* Cosa si chiede:
1. Estrai dal testo sulla mietitura il passo che va da "Nel corso della" fino a "beveva tanto vino." compreso.
2. Rispondi a queste domande sul testo sulla mietitura:
(a) Come era detto il mannello di spighe che i mietitori deponevano a terra?
(b) Con che cosa passavano le donne per offrire il vino ai mietitori?
(c) Come si chiamava l'alta bica formata dai "cavagghjùni"?

Letture: 1200               AUTORE: Giovanna Durante (Altri articoli dell'autore)        

La mietitura era una delle più belle e suggestive attività agresti che coinvolgeva un po’ tutti: uomini e donne, bambini giovani ed anziani.
Era una grande festa nel rigoglio dei campi, tra le bionde messi ma anche un duro lavoro dall’alba al tramonto. I mietitori lavoravano affiancati nel campo di grano: falciavano lestamente poche spighe per volta che legavano con uno stelo formando un mannello detto “mbàrzama” che veniva deposto a terra. Le donne che seguivano a breve distanza i mietitori si adopravano a legare tre “mbàrzami” per volta formando “a jèrmata” (un manipolo) e successivamente le “gregne”, ossia dei piccoli covoni che venivano lasciati qua e là nel campo. Erano sempre le donne a comporre i vari “cavagghjùni” che, in un secondo tempo, formavano l’alta bica detta “timògna”.
Nel corso della giornata lavorativa si intonavano spesso suggestivi canti a più voci, tipici della mietitura, mentre le donne passavano di tanto in tanto con la “mbùmbala” per offrire ai mietitori un ristoratore bicchiere di vino. Fra tanto fervore di lavoro vi era anche la pausa per la colazione di mezzogiorno quando, steso un telo bianco all’ombra di un frondoso albero, si consumava una lauta colazione rustica e soprattutto si beveva tanto vino.

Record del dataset
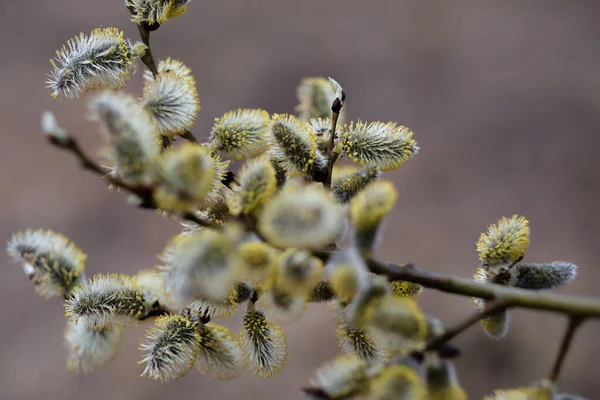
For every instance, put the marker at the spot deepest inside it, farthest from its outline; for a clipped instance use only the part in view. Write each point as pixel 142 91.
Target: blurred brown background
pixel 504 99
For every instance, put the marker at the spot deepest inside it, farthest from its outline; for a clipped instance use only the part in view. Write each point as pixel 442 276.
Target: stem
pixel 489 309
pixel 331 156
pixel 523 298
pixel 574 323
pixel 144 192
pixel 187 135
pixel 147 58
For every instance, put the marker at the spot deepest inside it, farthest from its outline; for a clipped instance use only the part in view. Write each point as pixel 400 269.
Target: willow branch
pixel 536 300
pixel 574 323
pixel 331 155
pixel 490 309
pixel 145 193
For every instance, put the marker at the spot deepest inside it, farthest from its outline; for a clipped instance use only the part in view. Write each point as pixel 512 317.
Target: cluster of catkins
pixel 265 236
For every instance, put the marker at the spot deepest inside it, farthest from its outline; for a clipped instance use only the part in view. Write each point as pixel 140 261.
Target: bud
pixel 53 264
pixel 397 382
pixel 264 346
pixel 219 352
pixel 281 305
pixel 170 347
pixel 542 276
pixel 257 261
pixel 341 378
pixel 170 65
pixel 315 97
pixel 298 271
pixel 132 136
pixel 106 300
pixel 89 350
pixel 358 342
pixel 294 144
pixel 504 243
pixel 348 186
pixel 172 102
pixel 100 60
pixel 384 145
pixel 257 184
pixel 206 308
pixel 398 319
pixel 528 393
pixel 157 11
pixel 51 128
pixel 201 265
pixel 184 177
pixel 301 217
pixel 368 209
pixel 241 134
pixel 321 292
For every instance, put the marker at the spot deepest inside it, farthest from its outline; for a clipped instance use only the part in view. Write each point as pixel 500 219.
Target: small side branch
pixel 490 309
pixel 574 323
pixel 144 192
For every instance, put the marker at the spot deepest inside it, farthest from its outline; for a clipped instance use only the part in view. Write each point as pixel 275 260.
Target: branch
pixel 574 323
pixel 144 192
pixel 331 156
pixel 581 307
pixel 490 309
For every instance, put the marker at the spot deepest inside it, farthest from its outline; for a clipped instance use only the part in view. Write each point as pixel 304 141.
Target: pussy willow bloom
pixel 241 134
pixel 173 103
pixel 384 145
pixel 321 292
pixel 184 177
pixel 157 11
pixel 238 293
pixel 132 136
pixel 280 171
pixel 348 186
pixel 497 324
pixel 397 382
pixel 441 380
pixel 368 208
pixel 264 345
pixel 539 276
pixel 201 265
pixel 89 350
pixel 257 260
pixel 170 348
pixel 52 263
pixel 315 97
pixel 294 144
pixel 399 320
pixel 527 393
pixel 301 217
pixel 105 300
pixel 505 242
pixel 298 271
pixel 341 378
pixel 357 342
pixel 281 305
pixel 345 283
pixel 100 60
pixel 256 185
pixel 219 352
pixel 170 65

==

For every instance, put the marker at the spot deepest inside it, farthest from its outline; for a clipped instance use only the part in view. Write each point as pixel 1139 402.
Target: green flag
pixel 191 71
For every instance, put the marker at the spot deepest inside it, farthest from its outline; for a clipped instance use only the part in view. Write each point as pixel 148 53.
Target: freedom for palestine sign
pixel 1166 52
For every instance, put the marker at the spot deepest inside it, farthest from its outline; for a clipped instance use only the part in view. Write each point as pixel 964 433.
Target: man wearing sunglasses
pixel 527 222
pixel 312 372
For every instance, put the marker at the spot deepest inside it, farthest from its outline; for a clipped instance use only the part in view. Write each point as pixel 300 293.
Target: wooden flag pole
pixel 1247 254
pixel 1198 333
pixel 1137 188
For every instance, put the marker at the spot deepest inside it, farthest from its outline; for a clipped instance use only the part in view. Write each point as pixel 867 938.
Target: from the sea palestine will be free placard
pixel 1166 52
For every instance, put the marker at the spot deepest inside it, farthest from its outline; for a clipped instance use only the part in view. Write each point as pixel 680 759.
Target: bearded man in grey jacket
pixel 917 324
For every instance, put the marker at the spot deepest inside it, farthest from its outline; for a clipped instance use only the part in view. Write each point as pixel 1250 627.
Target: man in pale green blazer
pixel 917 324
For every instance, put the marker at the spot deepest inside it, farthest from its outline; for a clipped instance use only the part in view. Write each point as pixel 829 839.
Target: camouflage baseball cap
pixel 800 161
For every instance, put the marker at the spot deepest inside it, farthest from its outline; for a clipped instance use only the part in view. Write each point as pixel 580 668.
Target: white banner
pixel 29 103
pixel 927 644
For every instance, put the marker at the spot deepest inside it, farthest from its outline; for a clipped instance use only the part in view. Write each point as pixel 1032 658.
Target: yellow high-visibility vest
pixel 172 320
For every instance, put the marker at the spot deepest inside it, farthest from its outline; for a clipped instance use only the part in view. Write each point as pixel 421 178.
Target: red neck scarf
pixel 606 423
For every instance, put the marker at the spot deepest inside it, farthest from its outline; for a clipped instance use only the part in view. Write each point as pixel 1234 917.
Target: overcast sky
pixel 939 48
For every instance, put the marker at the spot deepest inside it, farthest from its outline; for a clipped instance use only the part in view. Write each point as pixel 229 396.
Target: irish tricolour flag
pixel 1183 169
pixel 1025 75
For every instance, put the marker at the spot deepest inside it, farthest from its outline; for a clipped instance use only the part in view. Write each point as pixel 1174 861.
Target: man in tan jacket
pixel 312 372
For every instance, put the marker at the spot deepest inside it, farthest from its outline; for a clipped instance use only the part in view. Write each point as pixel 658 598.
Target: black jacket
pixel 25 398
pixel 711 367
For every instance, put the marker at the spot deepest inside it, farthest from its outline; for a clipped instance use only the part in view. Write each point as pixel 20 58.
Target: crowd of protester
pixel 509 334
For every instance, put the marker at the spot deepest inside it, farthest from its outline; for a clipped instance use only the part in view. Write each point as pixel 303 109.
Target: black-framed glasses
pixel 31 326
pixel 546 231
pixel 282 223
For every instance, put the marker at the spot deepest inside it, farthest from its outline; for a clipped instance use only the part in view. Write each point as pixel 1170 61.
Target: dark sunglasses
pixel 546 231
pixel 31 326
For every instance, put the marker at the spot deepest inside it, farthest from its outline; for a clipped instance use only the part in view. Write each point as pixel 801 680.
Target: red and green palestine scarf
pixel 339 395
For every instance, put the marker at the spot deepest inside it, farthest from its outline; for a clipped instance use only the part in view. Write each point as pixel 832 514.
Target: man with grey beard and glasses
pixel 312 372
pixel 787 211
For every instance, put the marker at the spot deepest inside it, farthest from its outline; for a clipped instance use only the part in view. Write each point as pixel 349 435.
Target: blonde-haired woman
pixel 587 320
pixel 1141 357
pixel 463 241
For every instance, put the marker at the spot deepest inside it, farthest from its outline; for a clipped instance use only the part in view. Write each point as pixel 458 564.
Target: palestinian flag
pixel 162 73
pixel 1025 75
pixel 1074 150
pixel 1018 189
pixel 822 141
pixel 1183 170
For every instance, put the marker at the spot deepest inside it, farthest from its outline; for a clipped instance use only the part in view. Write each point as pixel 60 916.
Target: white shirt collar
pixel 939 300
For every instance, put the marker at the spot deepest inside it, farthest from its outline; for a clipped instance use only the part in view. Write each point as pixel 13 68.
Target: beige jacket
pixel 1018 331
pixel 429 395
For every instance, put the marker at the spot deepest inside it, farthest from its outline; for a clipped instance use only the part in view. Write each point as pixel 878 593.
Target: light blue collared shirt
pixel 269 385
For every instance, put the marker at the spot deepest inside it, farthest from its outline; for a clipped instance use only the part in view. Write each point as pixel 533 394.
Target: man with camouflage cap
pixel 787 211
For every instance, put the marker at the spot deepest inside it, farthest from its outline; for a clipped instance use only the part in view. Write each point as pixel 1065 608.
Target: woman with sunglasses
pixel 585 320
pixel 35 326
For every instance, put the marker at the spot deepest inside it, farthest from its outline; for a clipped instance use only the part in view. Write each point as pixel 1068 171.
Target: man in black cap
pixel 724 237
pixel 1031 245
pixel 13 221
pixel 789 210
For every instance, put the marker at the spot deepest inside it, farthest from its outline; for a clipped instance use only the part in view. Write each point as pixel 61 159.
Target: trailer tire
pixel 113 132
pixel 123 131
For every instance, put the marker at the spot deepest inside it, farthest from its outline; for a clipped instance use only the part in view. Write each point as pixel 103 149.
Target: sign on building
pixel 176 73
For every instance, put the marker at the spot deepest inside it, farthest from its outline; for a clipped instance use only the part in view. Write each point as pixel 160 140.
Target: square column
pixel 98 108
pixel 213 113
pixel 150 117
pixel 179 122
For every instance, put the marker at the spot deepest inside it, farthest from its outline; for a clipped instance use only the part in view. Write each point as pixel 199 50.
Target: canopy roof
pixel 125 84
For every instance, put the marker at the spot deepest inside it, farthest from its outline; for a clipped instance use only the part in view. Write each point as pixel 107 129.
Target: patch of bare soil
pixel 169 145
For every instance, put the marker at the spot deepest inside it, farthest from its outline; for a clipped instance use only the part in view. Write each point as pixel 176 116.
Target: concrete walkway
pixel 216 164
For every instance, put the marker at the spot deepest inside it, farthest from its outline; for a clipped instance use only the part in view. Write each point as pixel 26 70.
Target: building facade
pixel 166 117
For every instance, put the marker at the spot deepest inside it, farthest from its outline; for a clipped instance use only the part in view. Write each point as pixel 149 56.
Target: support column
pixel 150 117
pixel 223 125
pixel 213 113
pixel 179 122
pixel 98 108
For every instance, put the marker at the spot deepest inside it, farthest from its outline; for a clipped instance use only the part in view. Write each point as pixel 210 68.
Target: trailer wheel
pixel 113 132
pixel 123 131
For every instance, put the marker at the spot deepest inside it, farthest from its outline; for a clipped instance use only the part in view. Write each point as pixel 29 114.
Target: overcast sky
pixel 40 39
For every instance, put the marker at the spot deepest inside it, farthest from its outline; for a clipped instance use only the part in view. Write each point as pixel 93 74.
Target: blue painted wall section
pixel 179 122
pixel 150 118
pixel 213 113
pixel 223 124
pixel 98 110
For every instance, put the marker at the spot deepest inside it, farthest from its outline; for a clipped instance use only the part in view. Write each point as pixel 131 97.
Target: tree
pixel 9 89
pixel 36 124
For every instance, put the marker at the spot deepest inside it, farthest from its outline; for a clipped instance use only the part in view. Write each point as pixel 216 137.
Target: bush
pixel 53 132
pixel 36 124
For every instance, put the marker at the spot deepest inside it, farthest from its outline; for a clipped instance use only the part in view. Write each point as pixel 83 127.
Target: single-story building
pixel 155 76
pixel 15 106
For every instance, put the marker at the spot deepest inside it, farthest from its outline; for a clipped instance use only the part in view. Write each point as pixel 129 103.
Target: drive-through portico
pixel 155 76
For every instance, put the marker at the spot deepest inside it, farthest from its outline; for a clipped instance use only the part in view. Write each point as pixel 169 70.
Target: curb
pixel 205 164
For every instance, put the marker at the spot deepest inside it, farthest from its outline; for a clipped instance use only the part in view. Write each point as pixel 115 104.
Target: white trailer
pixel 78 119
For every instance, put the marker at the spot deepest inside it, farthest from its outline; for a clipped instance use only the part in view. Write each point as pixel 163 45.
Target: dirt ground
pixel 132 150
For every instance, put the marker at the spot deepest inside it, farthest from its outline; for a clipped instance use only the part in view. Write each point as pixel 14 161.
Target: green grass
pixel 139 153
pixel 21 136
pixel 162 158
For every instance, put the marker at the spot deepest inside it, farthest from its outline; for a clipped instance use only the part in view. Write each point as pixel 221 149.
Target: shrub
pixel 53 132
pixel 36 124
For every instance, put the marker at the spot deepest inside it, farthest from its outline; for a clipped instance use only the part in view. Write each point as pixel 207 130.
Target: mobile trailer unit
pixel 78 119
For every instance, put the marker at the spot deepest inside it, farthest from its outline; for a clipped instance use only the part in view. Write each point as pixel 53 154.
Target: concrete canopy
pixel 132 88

* Risposte finali:
1.
Nel corso della giornata lavorativa si intonavano spesso suggestivi canti a più voci, tipici della mietitura, mentre le donne passavano di tanto in tanto con la “mbùmbala” per offrire ai mietitori un ristoratore bicchiere di vino. Fra tanto fervore di lavoro vi era anche la pausa per la colazione di mezzogiorno quando, steso un telo bianco all’ombra di un frondoso albero, si consumava una lauta colazione rustica e soprattutto si beveva tanto vino.

2.
(a) "mbàrzama"
(b) Con la "mbùmbala"
(c) "timògna"